Selected passage:
--------

I think it's better to keep the access encapsulated.

I have this fixup diff

	diff --git a/kernel/sched/fair.c b/kernel/sched/fair.c
	index 593e85f90a36..1ac7dc8784b5 100644
	--- a/kernel/sched/fair.c
	+++ b/kernel/sched/fair.c
	@@ -8246,7 +8246,7 @@ static void task_dead_fair(struct task_struct *p)
	 }

	 /*
	- * Check the max capacity the task is allowed to run at for misfit detection.
	+ * Set the max capacity the task is allowed to run at for misfit detection.
	  */
	 static void set_task_max_allowed_capacity(struct task_struct *p)
	 {
	@@ -9638,7 +9638,7 @@ check_cpu_capacity(struct rq *rq, struct sched_domain *sd)
	 }

	 /* Check if the rq has a misfit task */
	-static inline bool check_misfit_status(struct rq *rq, struct sched_domain *sd)
	+static inline bool check_misfit_status(struct rq *rq)
	 {
		return rq->misfit_task_load;
	 }
	@@ -11952,7 +11952,7 @@ static void nohz_balancer_kick(struct rq *rq)
			 * When ASYM_CPUCAPACITY; see if there's a higher capacity CPU
			 * to run the misfit task on.
			 */
	-               if (check_misfit_status(rq, sd)) {
	+               if (check_misfit_status(rq)) {
				flags = NOHZ_STATS_KICK | NOHZ_BALANCE_KICK;
				goto unlock;
			}


Thanks!

--
Qais Yousef

--------

Given information:
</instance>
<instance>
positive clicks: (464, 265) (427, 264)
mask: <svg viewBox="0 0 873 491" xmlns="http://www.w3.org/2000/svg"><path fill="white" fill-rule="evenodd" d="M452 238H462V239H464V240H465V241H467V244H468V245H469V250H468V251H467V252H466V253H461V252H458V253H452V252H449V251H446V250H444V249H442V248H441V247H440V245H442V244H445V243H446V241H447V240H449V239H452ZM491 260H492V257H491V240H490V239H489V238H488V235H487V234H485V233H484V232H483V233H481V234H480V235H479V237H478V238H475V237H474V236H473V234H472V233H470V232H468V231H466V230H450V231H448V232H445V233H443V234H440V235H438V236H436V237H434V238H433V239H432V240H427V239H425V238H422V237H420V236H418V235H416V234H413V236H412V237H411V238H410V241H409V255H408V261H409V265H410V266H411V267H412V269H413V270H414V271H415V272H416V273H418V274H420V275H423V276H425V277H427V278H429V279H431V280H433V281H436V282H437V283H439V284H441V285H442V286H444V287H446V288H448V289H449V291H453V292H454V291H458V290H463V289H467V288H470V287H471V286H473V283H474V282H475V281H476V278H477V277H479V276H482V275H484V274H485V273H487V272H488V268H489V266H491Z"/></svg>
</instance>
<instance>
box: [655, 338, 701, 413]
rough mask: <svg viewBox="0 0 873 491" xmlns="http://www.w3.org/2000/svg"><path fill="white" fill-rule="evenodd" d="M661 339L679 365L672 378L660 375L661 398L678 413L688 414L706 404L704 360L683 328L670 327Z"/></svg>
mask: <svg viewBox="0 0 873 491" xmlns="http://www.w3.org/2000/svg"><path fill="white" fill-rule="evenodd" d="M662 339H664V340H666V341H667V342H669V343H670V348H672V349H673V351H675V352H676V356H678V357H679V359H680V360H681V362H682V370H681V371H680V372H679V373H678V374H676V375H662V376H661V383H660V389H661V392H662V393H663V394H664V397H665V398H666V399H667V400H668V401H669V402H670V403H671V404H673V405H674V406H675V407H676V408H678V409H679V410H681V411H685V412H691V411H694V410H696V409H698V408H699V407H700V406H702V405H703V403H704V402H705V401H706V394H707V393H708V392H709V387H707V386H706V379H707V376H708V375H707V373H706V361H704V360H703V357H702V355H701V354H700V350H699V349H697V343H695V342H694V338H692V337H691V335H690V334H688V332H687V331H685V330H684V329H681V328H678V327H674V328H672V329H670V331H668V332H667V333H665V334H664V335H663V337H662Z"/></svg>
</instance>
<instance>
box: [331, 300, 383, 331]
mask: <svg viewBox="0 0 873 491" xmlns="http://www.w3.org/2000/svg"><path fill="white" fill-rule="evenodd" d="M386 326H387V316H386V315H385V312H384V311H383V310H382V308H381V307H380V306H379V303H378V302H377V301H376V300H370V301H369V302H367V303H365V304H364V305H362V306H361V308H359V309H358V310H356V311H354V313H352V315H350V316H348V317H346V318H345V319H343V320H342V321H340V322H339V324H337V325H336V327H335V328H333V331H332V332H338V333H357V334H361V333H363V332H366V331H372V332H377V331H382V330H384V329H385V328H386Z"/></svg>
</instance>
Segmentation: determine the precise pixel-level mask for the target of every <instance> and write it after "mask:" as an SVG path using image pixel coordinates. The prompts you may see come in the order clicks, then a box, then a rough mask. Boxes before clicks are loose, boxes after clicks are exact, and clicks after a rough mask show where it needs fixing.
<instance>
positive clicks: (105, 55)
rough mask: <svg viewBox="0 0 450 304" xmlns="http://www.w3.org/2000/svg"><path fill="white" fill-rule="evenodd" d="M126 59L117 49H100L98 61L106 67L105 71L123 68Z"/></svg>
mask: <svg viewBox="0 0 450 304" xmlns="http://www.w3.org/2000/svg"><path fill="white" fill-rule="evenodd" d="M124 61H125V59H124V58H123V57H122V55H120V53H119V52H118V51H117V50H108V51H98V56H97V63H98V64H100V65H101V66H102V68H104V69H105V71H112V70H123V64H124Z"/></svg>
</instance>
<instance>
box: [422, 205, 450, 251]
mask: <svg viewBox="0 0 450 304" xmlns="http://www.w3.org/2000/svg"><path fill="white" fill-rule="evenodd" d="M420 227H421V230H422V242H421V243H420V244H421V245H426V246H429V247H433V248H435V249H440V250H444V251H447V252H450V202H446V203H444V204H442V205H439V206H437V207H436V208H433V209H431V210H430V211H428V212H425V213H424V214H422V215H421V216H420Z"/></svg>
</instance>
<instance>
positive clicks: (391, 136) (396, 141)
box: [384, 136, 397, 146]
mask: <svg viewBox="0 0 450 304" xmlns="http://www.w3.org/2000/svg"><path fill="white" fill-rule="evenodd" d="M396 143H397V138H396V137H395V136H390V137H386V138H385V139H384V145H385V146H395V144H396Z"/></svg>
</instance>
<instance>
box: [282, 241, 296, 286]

--------

Task instructions:
- A) Print the part of the scheduler fixup post starting with "diff --git a/kernel/sched/fair.c" and going on through "set_task_max_allowed_capacity(struct task_struct *p)".
- B) In the scheduler fixup post, rewrite the block beginning "diff --git a/kernel/sched/fair.c" as a short list of the changes it makes.
The listing has nothing to do with the scheduler fixup post.

Solutions per task:
- A)
diff --git a/kernel/sched/fair.c b/kernel/sched/fair.c
	index 593e85f90a36..1ac7dc8784b5 100644
	--- a/kernel/sched/fair.c
	+++ b/kernel/sched/fair.c
	@@ -8246,7 +8246,7 @@ static void task_dead_fair(struct task_struct *p)
	 }

	 /*
	- * Check the max capacity the task is allowed to run at for misfit detection.
	+ * Set the max capacity the task is allowed to run at for misfit detection.
	  */
	 static void set_task_max_allowed_capacity(struct task_struct *p)

- B)
All changes are in kernel/sched/fair.c:
- The comment above set_task_max_allowed_capacity now begins with "Set" instead of "Check".
- check_misfit_status no longer takes the struct sched_domain *sd parameter and takes only struct rq *rq.
- In nohz_balancer_kick, the call check_misfit_status(rq, sd) becomes check_misfit_status(rq).